Trecho fornecido:
A utilização de tecnologia de LD nos catálogos deve ser estimulada, principalmente em instituições que possuam acervos raros, notáveis ou acurado tratamento de autoridades, tanto de pessoas como assuntos. Nestas situações recomenda-se a disponibilização dos instrumentos e registros existentes, de forma a permitir que outras instituições possam vincular seus metadados a eles, aumentando as chances de novas ligações. Compartilhar registros, com possibilidade de interoperabilidade, contribui para que as bibliotecas enriqueçam seus acervos, proporcionando informação rica e variada aos usuários, mas também favorece que novas relações entre registros sejam criadas.
Com o LD a cooperação entre bibliotecas deixa de ser a de expor dados disponíveis para importação, no estilo copia e cola como é feito hoje, mas de interligar dados de forma dinâmica, proporcionando a complementação e significado no resultado de busca. Isto se refletirá em catálogos enriquecidos, com informações adicionais, favorecendo a seleção da fonte desejada pelo usuário. Ao selecionar uma autoridade Pessoa em uma fonte aberta e com estrutura de dados interligados como o VIAF por exemplo, informações adicionais como datas, local de nascimento e/ou atividade, obras publicadas, temas de interesse, relacionamentos com outros autores etc., são incluídos ao registro de forma dinâmica, minimizando o tempo de descrição necessário, agregando contexto à autoridade.
Por mais que os OPACs estejam publicados e disponíveis para consulta na Web, não é recorrentemente identificada interligação entre os catálogos e demais sítios na Web ou ainda com outros catálogos, a não ser quando se trata de um link para acesso a um conteúdo descrito, como numa tag MARC 856|u, por exemplo. Esta tag é empregada para armazenar uma URL vinculada ao registro bibliográfico, na forma de um link. Assim, é possível representar que o conteúdo descrito ou uma fonte complementar podem ser consultados por meio da Web. Com o LD, um dado na Web pode remeter ao catálogo da Instituição A que, por sua vez, possui dados interligados com o catálogo da Instituição B, que utiliza a DBPedia para aumentar a contextualização de seus metadados e o ORCID na descrição de autoridades Pessoa. Assim, novas relações vão sendo construídas na medida em que são ampliadas as ligações entre termos e datasets, proporcionando dados agregados de contexto.

Informações:

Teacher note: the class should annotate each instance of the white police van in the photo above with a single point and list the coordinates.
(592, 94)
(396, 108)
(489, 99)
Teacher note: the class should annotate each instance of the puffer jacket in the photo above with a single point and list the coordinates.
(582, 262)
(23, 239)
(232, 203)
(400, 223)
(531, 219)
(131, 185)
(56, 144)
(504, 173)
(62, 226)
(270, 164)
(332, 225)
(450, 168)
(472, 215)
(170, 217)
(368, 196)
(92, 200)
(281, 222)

Aplique a leitura:
1) Transcreva fielmente a parte do trecho sobre catálogos de bibliotecas que começa em "A utilização de" e termina em "registros sejam criadas.".
2) Indique, com sim ou não, se cada afirmação a seguir está de acordo com o trecho sobre catálogos de bibliotecas, citando literalmente as palavras do trecho que justificam a resposta.
(a) A tag MARC 856|u é usada para armazenar uma URL vinculada ao registro bibliográfico.
(b) Com o LD, a cooperação entre bibliotecas continua baseada na exposição de dados para importação no estilo copia e cola.
(c) O uso de tecnologia de LD nos catálogos é recomendado sobretudo para instituições com acervos raros ou notáveis.
Os dados apresentados não guardam relação com o trecho sobre catálogos de bibliotecas.

Lista de soluções:
1)
A utilização de tecnologia de LD nos catálogos deve ser estimulada, principalmente em instituições que possuam acervos raros, notáveis ou acurado tratamento de autoridades, tanto de pessoas como assuntos. Nestas situações recomenda-se a disponibilização dos instrumentos e registros existentes, de forma a permitir que outras instituições possam vincular seus metadados a eles, aumentando as chances de novas ligações. Compartilhar registros, com possibilidade de interoperabilidade, contribui para que as bibliotecas enriqueçam seus acervos, proporcionando informação rica e variada aos usuários, mas também favorece que novas relações entre registros sejam criadas.

2)
(a) Sim: "Esta tag é empregada para armazenar uma URL vinculada ao registro bibliográfico, na forma de um link."
(b) Não: "Com o LD a cooperação entre bibliotecas deixa de ser a de expor dados disponíveis para importação, no estilo copia e cola como é feito hoje"
(c) Sim: "principalmente em instituições que possuam acervos raros, notáveis ou acurado tratamento de autoridades"